* [WHAT THE TASK REQUIRES]: Output the entries word for word. Omit images.

[Opening SOURCE DATA section]

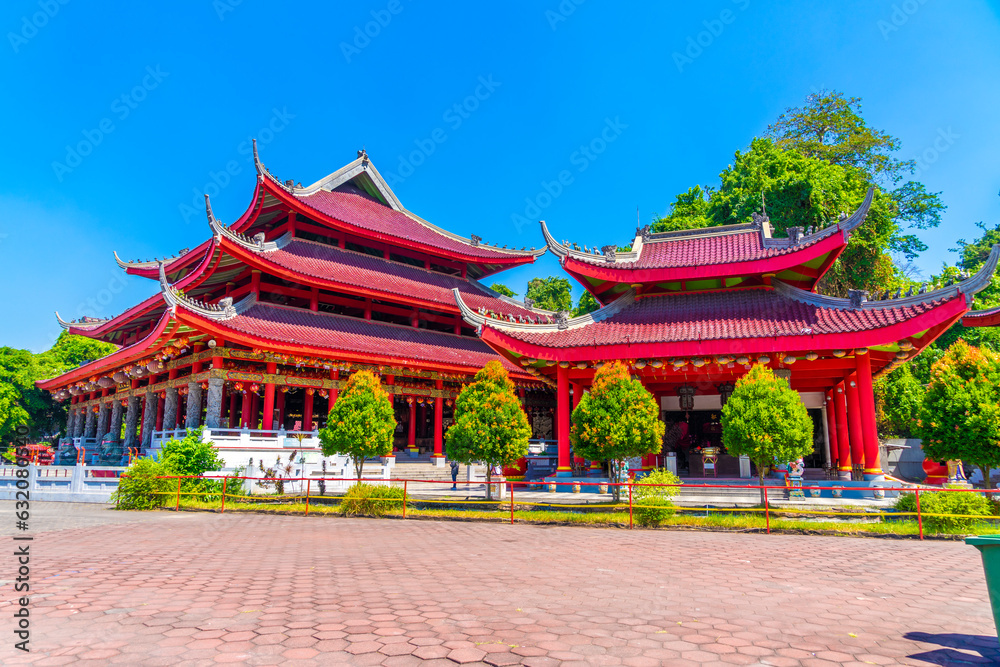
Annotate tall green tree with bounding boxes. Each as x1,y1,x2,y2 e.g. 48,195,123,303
489,283,516,298
652,185,713,233
526,276,572,312
918,339,1000,487
721,364,813,504
765,90,912,179
445,360,530,500
873,364,925,439
572,291,601,317
570,362,664,501
319,371,396,482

[Closing SOURCE DATA section]

* [RESULT OF THIS EXERCISE]:
Annotate tall green tree with bounding boxes. Each as x1,y1,x2,y2 e.g. 48,195,123,303
489,283,516,298
652,185,713,233
526,276,572,312
918,339,1000,487
721,364,813,504
765,90,912,179
445,360,530,500
873,364,925,439
572,291,601,317
570,362,664,501
319,371,396,482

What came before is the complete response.